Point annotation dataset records
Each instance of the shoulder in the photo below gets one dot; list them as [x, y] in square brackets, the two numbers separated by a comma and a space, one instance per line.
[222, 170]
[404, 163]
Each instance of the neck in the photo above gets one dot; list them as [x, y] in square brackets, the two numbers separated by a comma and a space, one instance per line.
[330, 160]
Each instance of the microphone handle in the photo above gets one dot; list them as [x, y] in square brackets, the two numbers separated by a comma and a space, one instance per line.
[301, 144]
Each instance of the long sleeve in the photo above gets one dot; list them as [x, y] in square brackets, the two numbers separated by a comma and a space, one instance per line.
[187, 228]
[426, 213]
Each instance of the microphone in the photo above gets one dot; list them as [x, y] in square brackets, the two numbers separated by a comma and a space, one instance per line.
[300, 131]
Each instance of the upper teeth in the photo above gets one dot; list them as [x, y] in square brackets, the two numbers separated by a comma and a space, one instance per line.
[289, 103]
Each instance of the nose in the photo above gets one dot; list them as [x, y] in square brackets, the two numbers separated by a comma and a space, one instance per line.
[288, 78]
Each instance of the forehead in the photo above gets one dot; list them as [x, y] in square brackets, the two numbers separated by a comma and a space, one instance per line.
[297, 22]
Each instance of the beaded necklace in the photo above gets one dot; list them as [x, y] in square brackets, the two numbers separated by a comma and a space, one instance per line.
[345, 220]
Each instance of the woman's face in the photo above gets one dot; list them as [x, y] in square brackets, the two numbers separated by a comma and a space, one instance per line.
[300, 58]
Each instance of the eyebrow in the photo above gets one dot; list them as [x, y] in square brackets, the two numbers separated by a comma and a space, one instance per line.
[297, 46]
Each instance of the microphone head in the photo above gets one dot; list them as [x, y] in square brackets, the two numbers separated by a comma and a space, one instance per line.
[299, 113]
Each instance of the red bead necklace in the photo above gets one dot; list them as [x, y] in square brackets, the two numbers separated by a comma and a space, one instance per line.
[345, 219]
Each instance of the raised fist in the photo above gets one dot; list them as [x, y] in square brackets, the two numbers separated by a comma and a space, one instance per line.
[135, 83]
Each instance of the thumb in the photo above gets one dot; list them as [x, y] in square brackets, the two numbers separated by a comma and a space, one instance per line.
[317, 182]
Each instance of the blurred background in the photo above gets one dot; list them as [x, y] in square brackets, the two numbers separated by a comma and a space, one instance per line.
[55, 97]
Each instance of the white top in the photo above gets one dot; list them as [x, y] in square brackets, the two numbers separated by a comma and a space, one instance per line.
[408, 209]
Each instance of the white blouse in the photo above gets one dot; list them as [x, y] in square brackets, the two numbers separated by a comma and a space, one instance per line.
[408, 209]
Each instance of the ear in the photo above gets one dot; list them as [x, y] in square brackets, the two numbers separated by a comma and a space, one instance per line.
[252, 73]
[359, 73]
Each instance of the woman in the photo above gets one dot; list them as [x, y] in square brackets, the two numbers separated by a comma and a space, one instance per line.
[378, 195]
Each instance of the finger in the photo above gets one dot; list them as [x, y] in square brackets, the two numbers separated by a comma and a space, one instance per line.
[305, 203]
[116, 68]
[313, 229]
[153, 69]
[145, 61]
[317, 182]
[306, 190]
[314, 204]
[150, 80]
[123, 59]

REQUIRED WORK
Lay out the records above as a JSON list of strings with one string per line. Leave out any blank lines.

WRITTEN REPLY
[
  "Each instance of the shoulder in the photo below gets one dot; list them as [x, y] in square brackets, the two numbers separated by a comma and a space, one instance per line.",
  "[222, 170]",
  "[404, 163]",
  "Each instance of the neck in the photo above gets one dot; list them as [x, y] in square brackets, the two numbers separated by a comma and a space, one instance per line.",
  "[330, 160]",
  "Each instance of the microphone handle in the photo above gets one dot; list them as [x, y] in square brackets, the two numbers separated by a comma and a space, one instance per line.",
  "[301, 144]",
  "Each instance of the long sleeve in the photo above gets one dot; list them as [x, y] in square brackets, the two numbers separated by a comma and a space, one instance per line.",
  "[187, 228]",
  "[426, 213]",
  "Each instance of the microphone in the photo above gets one dot; list them as [x, y] in square brackets, the two numbers separated by a comma and a space, one instance per line.",
  "[300, 131]",
  "Each instance of the upper teeth in the photo above gets one dot; list them as [x, y] in square brackets, the two numbers separated by a comma and a space, one instance per line.",
  "[289, 103]",
  "Each instance of the nose in the photo above gets one dot; list them as [x, y] in square brackets, the two numbers separated by a comma and a space, one instance per line.",
  "[288, 78]",
  "Each instance of the forehead in the photo above gets one dot; list them as [x, y] in square brackets, the two numbers separated by a comma and a space, one instance per line.",
  "[297, 22]",
  "Each instance of the beaded necklace in the photo above gets one dot; list them as [x, y] in square brackets, the two numbers separated by a comma and a space, one instance per line.",
  "[345, 220]",
  "Each instance of the woman's face in the photo above gets one dot; list them as [x, y] in square brackets, the two numbers separated by a comma and a space, one instance per line.",
  "[300, 58]",
  "Each instance of the eyebrow in the photo above gets one dot; list them as [x, y] in square brackets, the two numbers separated by a comma and a space, one instance per line.",
  "[297, 46]",
  "Each instance of the microphone head in the photo above gets one dot; list them as [x, y] in square brackets, the two numbers separated by a comma and a space, one instance per line.",
  "[299, 113]",
  "Each instance of the red bead necklace in the photo above gets one dot; list them as [x, y] in square brackets, the two numbers separated by a comma and a space, one instance per line.",
  "[345, 219]",
  "Each instance of the raised fist in the photo above gets one dot; list them as [x, y] in square brackets, the two numbers separated by a comma and a space, one instance per line.",
  "[135, 83]",
  "Each instance of the thumb in the photo above gets one dot; list them as [x, y] in square brackets, the two numbers separated by a comma and a space, one instance per line.",
  "[317, 182]",
  "Each instance of the blurred background in the photo above gets one dot; list them as [x, y] in square brackets, the two numbers separated by a comma and a space, one instance per line.",
  "[55, 97]",
  "Each instance of the white top in the photo above gets one dot; list them as [x, y] in square brackets, the two numbers separated by a comma and a space, one instance per line.",
  "[408, 209]",
  "Each instance of the white blouse in the photo above gets one dot; list them as [x, y] in square brackets, the two numbers separated by a comma and a space, one instance per line.",
  "[408, 209]",
  "Each instance of the ear in the photo above gets one dot; list them as [x, y] in square brackets, the two numbers separated by a comma and a space, one instance per line.",
  "[252, 73]",
  "[359, 73]",
  "Each instance of the woman in the photo above gets one dot; list them as [x, y] in square brackets, the two numbers separated by a comma and a space, one instance per line.",
  "[378, 195]",
  "Each instance of the finger in the photo above gets one dot; list them as [x, y] in square brackets, the two numbers separated by a comma and a space, one instance per line.",
  "[305, 203]",
  "[116, 68]",
  "[313, 229]",
  "[153, 69]",
  "[145, 61]",
  "[317, 182]",
  "[306, 190]",
  "[314, 204]",
  "[150, 80]",
  "[123, 59]"
]